Spatial localization data:
· · · · ·
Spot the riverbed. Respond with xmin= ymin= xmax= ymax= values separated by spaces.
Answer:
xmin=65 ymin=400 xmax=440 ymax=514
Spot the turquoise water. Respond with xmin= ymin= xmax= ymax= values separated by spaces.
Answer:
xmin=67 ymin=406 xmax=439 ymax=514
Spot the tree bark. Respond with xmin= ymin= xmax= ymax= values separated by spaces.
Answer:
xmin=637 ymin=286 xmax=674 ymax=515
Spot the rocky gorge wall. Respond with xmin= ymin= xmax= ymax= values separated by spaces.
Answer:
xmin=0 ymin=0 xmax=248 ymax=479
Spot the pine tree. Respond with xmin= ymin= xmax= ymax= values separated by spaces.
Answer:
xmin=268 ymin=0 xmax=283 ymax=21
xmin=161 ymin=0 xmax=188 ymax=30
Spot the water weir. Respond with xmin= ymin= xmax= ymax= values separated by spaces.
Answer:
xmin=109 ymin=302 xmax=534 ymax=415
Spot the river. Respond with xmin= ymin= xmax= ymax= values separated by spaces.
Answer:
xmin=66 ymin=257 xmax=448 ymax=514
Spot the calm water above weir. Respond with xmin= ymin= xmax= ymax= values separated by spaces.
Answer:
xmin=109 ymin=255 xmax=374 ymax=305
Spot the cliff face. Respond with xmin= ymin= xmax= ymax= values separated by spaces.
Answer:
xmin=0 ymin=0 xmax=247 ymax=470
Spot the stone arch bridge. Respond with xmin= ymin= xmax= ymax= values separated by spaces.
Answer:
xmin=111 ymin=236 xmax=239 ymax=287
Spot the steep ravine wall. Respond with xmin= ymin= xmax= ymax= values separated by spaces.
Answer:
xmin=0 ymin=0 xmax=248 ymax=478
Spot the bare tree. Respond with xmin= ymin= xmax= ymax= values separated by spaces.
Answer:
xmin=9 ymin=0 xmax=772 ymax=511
· · · · ·
WHAT THIS TASK INVOLVES:
Locate "Spot the water" in the data above. Then repeat, exactly, its line and each line after it through the last, adding nothing.

RESPONSE TO THIS TASK:
Spot the water weir. Respond with xmin= ymin= xmax= ymax= values separated by spaces.
Answer:
xmin=109 ymin=302 xmax=534 ymax=415
Spot the river. Respond with xmin= ymin= xmax= ymax= values separated by spaces.
Answer:
xmin=66 ymin=257 xmax=448 ymax=514
Spot the calm water above weir. Respond with xmin= ymin= xmax= ymax= values separated by spaces.
Answer:
xmin=109 ymin=255 xmax=374 ymax=305
Spot the cliff face. Respond with xmin= ymin= xmax= ymax= values separated by spaces.
Answer:
xmin=0 ymin=0 xmax=247 ymax=470
Spot the stone arch bridge. Respond with xmin= ymin= xmax= ymax= values separated by spaces.
Answer:
xmin=111 ymin=236 xmax=239 ymax=287
Spot the steep ravine wall. Respond with xmin= ymin= xmax= ymax= values separated by spaces.
Answer:
xmin=0 ymin=0 xmax=248 ymax=478
Spot the bare tree. Respond with xmin= ymin= xmax= ymax= values separated by spaces.
Answer:
xmin=9 ymin=0 xmax=772 ymax=511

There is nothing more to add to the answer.